* [What the exercise asks]:
Only the lines from the line holding "button-up shirt accordingly in the photo above." to the last line should be output, each exactly as given.

start Exercise inputs

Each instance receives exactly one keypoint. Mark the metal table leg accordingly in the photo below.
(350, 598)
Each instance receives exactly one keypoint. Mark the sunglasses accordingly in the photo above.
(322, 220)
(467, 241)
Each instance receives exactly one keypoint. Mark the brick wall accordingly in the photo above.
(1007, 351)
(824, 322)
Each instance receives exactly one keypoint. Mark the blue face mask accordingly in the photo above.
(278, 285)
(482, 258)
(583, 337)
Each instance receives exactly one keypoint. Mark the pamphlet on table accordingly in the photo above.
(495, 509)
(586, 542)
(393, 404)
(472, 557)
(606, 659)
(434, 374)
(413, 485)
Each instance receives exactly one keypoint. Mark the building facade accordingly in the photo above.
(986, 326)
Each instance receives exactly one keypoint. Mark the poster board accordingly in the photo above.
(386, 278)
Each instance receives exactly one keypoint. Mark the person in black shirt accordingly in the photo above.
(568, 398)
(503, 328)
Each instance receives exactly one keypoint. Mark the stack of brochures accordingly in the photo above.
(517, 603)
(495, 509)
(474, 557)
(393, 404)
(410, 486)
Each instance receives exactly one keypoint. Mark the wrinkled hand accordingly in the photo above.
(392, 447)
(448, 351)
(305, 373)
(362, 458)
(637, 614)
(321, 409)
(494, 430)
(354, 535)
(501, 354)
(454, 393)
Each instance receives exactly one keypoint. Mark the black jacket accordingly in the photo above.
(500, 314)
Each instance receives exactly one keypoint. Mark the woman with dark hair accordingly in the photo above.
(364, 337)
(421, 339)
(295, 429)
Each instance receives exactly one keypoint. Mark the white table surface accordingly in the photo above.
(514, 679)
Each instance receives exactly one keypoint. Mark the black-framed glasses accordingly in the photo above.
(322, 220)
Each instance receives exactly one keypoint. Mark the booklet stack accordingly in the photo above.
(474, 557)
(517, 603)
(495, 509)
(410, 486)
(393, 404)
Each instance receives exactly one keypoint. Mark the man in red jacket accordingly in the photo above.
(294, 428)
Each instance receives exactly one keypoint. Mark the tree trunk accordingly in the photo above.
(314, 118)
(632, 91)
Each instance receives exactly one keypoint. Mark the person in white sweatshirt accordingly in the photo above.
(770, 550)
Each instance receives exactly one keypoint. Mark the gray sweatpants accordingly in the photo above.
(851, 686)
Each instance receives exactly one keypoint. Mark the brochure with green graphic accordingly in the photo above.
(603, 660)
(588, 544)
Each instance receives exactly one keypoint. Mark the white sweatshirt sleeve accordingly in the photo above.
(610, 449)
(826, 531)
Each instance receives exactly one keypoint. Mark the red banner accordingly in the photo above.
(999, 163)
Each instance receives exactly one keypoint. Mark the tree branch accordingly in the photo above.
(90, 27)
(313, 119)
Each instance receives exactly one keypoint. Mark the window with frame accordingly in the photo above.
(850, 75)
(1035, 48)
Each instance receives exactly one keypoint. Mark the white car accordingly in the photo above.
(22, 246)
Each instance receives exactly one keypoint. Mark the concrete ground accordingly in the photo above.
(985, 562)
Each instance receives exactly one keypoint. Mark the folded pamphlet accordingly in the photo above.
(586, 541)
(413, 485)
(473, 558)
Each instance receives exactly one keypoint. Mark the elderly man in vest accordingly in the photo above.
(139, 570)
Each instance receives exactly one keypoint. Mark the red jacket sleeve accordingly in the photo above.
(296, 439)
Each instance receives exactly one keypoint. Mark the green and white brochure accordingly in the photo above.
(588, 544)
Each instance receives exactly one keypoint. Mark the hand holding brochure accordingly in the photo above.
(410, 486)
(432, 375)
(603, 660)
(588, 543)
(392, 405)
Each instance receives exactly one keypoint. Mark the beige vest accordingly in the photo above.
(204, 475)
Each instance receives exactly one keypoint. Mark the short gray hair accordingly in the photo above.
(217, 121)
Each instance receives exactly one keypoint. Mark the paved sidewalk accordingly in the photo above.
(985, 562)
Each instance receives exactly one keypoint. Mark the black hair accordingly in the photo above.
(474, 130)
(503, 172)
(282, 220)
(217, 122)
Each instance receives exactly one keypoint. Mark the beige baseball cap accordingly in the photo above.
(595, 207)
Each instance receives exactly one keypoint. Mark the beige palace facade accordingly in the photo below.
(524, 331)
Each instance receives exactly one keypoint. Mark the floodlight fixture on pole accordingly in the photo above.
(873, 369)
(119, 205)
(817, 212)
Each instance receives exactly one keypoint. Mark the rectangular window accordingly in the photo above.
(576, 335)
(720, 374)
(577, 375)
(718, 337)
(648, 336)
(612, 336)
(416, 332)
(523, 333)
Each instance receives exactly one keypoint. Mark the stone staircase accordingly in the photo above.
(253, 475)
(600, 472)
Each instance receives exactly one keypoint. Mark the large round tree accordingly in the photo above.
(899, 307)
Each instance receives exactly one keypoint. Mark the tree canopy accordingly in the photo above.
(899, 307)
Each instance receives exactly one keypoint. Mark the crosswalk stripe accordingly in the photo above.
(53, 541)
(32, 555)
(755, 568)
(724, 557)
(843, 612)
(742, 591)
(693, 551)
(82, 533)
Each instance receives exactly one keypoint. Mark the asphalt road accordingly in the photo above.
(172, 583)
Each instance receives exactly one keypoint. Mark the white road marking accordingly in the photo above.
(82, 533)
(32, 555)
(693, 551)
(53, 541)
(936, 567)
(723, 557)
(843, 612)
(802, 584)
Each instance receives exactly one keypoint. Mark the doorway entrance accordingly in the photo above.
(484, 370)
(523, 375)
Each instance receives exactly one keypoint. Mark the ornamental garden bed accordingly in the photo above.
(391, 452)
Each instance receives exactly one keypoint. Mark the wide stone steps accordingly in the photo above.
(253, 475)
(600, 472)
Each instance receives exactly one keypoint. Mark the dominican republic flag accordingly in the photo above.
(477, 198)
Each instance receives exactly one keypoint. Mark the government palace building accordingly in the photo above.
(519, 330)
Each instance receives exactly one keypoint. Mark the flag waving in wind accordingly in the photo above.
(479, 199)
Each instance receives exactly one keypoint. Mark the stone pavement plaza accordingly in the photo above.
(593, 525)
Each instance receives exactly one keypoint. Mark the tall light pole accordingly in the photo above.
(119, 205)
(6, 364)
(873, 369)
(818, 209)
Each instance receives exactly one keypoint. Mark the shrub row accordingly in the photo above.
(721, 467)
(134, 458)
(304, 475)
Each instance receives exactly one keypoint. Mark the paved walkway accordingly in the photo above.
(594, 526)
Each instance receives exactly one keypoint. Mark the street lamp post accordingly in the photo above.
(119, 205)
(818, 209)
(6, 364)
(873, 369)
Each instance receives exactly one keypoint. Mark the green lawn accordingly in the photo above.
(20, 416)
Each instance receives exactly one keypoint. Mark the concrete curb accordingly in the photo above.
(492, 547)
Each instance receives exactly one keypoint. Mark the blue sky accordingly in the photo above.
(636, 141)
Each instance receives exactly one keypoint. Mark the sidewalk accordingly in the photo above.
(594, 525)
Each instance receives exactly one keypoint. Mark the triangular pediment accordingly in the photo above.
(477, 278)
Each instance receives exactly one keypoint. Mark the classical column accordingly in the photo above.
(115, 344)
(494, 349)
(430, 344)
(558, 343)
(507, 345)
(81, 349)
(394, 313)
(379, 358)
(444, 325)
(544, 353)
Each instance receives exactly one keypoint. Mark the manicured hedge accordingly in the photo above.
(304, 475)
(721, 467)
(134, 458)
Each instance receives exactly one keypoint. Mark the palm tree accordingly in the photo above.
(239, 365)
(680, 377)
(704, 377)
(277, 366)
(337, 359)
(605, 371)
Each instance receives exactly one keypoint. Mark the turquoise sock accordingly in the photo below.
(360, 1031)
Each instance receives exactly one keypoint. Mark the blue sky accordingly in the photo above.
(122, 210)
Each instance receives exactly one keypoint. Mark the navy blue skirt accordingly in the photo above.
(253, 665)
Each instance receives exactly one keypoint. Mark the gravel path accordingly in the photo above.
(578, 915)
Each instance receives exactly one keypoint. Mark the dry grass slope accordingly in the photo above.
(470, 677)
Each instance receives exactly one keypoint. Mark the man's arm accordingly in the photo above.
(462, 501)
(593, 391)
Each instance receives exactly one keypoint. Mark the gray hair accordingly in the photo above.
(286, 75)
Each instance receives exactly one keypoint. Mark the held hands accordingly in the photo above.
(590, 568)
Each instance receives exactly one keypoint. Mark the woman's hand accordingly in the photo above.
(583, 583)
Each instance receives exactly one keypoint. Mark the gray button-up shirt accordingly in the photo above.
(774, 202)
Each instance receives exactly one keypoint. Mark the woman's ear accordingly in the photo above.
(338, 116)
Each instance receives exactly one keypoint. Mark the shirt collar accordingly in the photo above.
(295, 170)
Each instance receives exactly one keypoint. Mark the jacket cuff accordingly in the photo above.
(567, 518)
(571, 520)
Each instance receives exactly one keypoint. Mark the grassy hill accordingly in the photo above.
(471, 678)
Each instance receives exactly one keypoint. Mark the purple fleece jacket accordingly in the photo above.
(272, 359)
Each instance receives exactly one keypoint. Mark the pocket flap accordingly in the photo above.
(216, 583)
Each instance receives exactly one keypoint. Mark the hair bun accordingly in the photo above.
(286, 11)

end Exercise inputs

* [Response to this exercise]:
Each instance receives exactly one keypoint. Mark the gray button-up shirt accordingly in the photo above.
(774, 202)
Each instance receives exactly one keypoint. Mark the woman's ear accordingly in the photo above.
(338, 116)
Each instance receives exactly one keypoint. Mark the shirt collar accordingly in the photo above.
(295, 170)
Each instance receives exactly one keypoint. Mark the jacket cuff accordingly in the photo above.
(567, 518)
(571, 520)
Each instance receives exactly one keypoint. Mark the grassy hill accordingly in the photo above.
(471, 678)
Each instance receives exactly one keypoint. Mark the purple fleece jacket accordingly in the photo above.
(272, 359)
Each instance receives exactly one keypoint. Mark the pocket flap accordingly in the photo above.
(216, 583)
Each instance receives exactly one keypoint. Mark the hair bun accordingly in the photo above.
(286, 11)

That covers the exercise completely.